*DIRECTIONS FOR THIS TASK*. Can you express each line of the listing below as a string in a JSON list, one string per line, leaving out blank lines and the pictures?

*GIVEN INFORMATION*.
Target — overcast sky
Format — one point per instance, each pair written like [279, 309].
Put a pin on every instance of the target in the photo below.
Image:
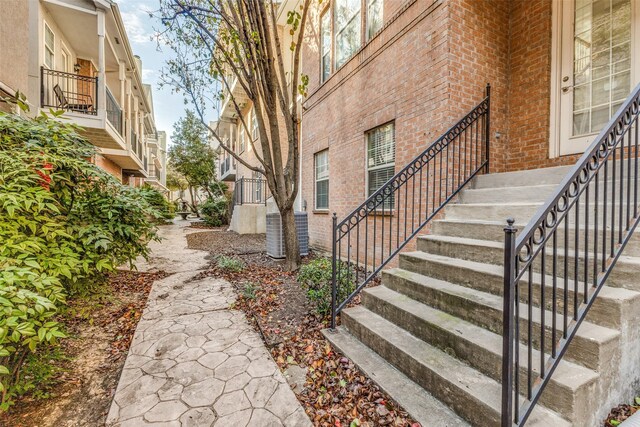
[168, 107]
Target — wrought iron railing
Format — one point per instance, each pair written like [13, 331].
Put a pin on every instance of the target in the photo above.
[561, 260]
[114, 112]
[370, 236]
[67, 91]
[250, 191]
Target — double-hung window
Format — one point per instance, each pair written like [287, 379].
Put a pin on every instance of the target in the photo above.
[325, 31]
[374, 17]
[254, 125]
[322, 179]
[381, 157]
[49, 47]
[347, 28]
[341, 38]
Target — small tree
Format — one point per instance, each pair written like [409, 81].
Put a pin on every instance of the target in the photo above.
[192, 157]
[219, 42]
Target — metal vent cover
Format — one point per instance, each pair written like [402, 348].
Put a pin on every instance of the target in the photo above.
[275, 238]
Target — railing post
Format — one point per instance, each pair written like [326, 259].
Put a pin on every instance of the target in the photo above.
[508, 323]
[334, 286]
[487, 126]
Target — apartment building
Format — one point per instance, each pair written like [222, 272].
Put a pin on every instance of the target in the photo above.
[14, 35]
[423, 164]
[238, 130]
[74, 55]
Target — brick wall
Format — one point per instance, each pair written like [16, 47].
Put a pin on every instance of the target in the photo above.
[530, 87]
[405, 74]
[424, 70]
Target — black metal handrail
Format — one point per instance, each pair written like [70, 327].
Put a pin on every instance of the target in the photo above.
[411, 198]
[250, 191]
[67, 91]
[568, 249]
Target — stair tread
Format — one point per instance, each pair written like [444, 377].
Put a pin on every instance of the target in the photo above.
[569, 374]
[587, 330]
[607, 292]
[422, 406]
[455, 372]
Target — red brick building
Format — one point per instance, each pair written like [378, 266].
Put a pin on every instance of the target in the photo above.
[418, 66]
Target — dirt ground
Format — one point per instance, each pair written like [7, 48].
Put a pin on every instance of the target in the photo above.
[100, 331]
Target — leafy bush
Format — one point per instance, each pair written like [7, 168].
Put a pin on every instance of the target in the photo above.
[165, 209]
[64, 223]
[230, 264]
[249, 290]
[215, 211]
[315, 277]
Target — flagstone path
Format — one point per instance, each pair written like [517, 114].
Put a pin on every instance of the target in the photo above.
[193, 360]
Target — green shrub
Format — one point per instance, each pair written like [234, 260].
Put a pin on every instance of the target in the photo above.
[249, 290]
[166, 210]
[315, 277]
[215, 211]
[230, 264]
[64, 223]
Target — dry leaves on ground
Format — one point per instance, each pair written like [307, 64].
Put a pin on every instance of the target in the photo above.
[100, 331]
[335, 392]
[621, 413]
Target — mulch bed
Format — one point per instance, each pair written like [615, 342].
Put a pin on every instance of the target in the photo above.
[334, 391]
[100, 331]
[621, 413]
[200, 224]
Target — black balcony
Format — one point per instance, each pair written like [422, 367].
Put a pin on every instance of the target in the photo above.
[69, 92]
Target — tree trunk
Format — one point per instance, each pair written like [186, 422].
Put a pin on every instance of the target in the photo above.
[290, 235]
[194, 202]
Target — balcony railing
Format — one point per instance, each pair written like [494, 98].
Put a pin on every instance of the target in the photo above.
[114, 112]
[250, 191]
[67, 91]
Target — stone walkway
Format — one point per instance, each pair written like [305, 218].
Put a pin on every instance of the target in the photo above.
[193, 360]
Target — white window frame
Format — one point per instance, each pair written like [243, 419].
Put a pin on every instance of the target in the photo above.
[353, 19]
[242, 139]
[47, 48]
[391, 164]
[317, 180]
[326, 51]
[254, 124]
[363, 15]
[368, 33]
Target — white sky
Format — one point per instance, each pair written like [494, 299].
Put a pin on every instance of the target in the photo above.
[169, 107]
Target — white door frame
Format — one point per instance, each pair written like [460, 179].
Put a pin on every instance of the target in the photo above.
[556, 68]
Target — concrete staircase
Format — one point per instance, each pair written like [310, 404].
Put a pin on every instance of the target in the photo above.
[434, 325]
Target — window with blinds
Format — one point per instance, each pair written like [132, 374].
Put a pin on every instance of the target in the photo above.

*FINISHED EXERCISE*.
[
  "Target — overcast sky",
  "Format — one point per instance, each pair written like [279, 309].",
  "Put a pin on every instance of the target in the photo below.",
  "Image:",
  "[168, 107]",
  "Target — wrought iron railing",
  "Format — one point per instance, each pair written like [13, 331].",
  "Put a pin on every instance of the target in the photo above.",
  "[561, 260]",
  "[114, 112]",
  "[370, 236]",
  "[67, 91]",
  "[250, 191]",
  "Target — double-hung window",
  "Format — one point per instance, each pair written like [287, 379].",
  "Put a pin on every instance of the target in the photo above.",
  "[325, 31]",
  "[374, 17]",
  "[254, 125]",
  "[322, 179]",
  "[381, 157]",
  "[49, 47]",
  "[347, 28]",
  "[341, 38]",
  "Target — small tree",
  "Format — one point per instance, each pair written like [409, 81].",
  "Put a pin on every instance of the target in the photo above.",
  "[192, 157]",
  "[219, 42]",
  "Target — metal vent cover",
  "Format — one point per instance, each pair written like [402, 348].",
  "Put a pin on every instance of the target in the photo above.",
  "[275, 238]",
  "Target — railing post",
  "Format — one point per instance, each pair written like [326, 259].",
  "Put a pin on every instance of the target in the photo above.",
  "[508, 323]",
  "[334, 286]",
  "[487, 126]",
  "Target — apartment building",
  "Format — one point per instance, each pair written like [222, 272].",
  "Put a pin on every instance of the target in the photo above.",
  "[14, 35]",
  "[423, 164]",
  "[238, 130]",
  "[74, 55]",
  "Target — brick wall",
  "Format — one point per instance, each pair written like [16, 47].",
  "Put a pin on every instance of the target in the photo above.",
  "[530, 87]",
  "[405, 74]",
  "[424, 70]",
  "Target — black metal handrail",
  "Format — one point per instance, each pair written like [70, 327].",
  "Put a pin on every instance of the target in the photo above.",
  "[411, 198]",
  "[250, 191]",
  "[67, 91]",
  "[568, 249]",
  "Target — stair tread",
  "Format — one point per instance, each pair written like [444, 377].",
  "Put a pin on every instance of the target in the photo above.",
  "[569, 374]",
  "[587, 330]",
  "[607, 292]",
  "[422, 406]",
  "[455, 372]",
  "Target — red brick building",
  "Format — one point per instance, each pair written like [378, 266].",
  "Put a pin on every instance of the target in the photo above.",
  "[418, 66]",
  "Target — dirt ground",
  "Format — one point per instance, each pair written like [7, 48].",
  "Put a pin on every instance of the target in the photo above.",
  "[100, 331]",
  "Target — leafy bush",
  "Format — one point per instance, each pair written like [7, 168].",
  "Put a pin on every instance of the target in the photo above.",
  "[165, 209]",
  "[64, 223]",
  "[230, 264]",
  "[249, 290]",
  "[215, 211]",
  "[315, 277]",
  "Target — flagstone path",
  "Format — one point per instance, each pair written like [517, 114].",
  "Put a pin on every instance of the target in the photo above.",
  "[193, 360]",
  "Target — green shrub",
  "Format — one point per instance, each pair written like [234, 260].",
  "Put a pin on every instance of the target in the photo above.",
  "[249, 290]",
  "[166, 210]",
  "[315, 277]",
  "[215, 211]",
  "[230, 264]",
  "[64, 223]",
  "Target — dry leaves on ground",
  "Format — one point per instance, each pair written like [307, 64].",
  "Put a pin on every instance of the target in the photo above.",
  "[100, 331]",
  "[335, 392]",
  "[621, 413]",
  "Target — mulch bed",
  "Format — one point per instance, each pair written like [615, 342].",
  "Put a pin on every instance of the target in the photo above.",
  "[334, 391]",
  "[100, 331]",
  "[621, 413]",
  "[200, 224]",
  "Target — black balcony",
  "Format — one point per instance, each pair written like [422, 367].",
  "Put a pin on every instance of the target in the photo above.",
  "[69, 92]",
  "Target — tree trunk",
  "Format — one point per instance, each pair written like [186, 422].",
  "Put a pin on every instance of the target in the photo above.",
  "[290, 235]",
  "[194, 202]",
  "Target — balcony railing",
  "Format — one point per instance, each pair written like [494, 98].",
  "Put a pin on every instance of the target in the photo above.",
  "[114, 112]",
  "[250, 191]",
  "[67, 91]",
  "Target — stone walkway",
  "Format — one point per instance, each pair written like [305, 218].",
  "Put a pin on every instance of the target in the photo above.",
  "[193, 360]",
  "Target — white window frame",
  "Format — one point per instance, each pair written like [243, 419].",
  "Put a pin on every instance of the target in the photo above.",
  "[353, 19]",
  "[242, 139]",
  "[47, 48]",
  "[391, 164]",
  "[317, 180]",
  "[326, 51]",
  "[254, 124]",
  "[363, 15]",
  "[368, 33]",
  "Target — white sky",
  "Format — one point per instance, each pair written like [494, 299].",
  "Put a pin on every instance of the target in the photo above.",
  "[169, 107]",
  "Target — white door frame",
  "Format — one point per instance, each pair written like [460, 179].",
  "Put a pin on every instance of the target in the photo above.",
  "[556, 68]",
  "Target — concrete staircase",
  "Format — one point per instance, each pair written like [310, 404].",
  "Put a pin on every instance of the target in the photo above.",
  "[434, 325]",
  "Target — window with blinds",
  "Format — one point per instance, each pair written like [132, 374].",
  "Put a pin on every instance of the target in the photo above."
]